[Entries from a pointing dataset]
— Start —
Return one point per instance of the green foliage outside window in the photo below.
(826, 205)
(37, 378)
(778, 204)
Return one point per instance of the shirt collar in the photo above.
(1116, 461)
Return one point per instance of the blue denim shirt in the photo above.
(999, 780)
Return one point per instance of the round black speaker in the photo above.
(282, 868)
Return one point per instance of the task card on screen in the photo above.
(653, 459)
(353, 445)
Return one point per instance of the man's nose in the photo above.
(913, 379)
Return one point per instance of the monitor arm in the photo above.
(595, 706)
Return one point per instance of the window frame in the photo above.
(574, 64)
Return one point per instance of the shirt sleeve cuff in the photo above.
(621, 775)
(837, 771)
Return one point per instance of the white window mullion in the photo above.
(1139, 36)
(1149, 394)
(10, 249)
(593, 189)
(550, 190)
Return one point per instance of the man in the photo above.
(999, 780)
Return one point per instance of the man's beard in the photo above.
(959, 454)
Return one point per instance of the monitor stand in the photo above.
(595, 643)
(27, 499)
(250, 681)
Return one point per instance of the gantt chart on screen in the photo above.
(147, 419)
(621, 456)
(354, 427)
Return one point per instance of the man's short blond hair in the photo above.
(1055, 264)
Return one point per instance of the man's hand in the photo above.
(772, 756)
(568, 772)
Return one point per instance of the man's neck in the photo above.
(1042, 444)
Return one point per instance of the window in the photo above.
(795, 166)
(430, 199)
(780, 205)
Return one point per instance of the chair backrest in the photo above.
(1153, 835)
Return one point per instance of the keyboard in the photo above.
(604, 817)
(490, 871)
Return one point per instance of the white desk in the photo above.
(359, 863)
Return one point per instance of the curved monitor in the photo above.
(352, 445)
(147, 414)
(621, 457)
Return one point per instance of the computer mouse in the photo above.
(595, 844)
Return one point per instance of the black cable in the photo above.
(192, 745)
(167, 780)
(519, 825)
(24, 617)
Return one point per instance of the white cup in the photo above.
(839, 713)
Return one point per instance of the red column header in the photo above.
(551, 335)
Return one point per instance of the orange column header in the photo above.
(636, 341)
— End —
*The task*. Reproduce every one of the lines above word for word, in their original order.

*Result below*.
Return one point per instance of the green foliage outside window in the photo below.
(826, 205)
(37, 378)
(778, 204)
Return one point per instance of the shirt collar in the photo above.
(1116, 461)
Return one point per instance of the blue denim shirt in the photo above.
(999, 780)
Return one point per instance of the round black speaker in the photo above.
(282, 868)
Return one point per instance of the task card on screen in the photo above.
(653, 459)
(353, 445)
Return one point per instance of the man's nose in the photo above.
(913, 379)
Return one point per instance of the monitor arm in the photo above.
(595, 706)
Return one point per instance of the window frame in the photo above.
(574, 64)
Return one point per instance of the shirt sleeve cuff in the photo above.
(621, 775)
(837, 771)
Return one point per instance of the white window mullion in the photo above.
(1139, 36)
(1149, 394)
(10, 249)
(593, 189)
(550, 190)
Return one point per instance of the man in the photo above.
(999, 780)
Return one point per instance of the man's beard in the photo above.
(959, 454)
Return one point per instance of the monitor stand in the photo above.
(595, 643)
(27, 499)
(250, 681)
Return one point per instance of the gantt chart on screen in the photo above.
(147, 419)
(621, 456)
(354, 427)
Return one point per instance of the man's short blond hair in the photo above.
(1055, 264)
Return one point per instance of the man's hand in the photo above.
(772, 756)
(568, 772)
Return one point per instance of the man's neck in the photo above.
(1042, 444)
Return one point per instance of the window in the photo above.
(795, 166)
(430, 199)
(780, 205)
Return one point per instance of the chair backrest in the photo above.
(1153, 835)
Return one point per instance of the keyboard in the photo above.
(604, 817)
(490, 871)
Return one point per instance of the white desk in the photo above.
(359, 863)
Return one point per instance of the curved monitor in the photo above.
(352, 445)
(147, 414)
(621, 457)
Return one point per instance of the computer mouse in the photo above.
(595, 844)
Return one point per instance of the black cable in the photo above.
(192, 745)
(167, 780)
(519, 825)
(24, 617)
Return one point per instance of the white cup in the photo above.
(839, 713)
Return one point per instance of the red column header in the photo above.
(551, 335)
Return one point per instance of the orange column header in the photo above.
(636, 341)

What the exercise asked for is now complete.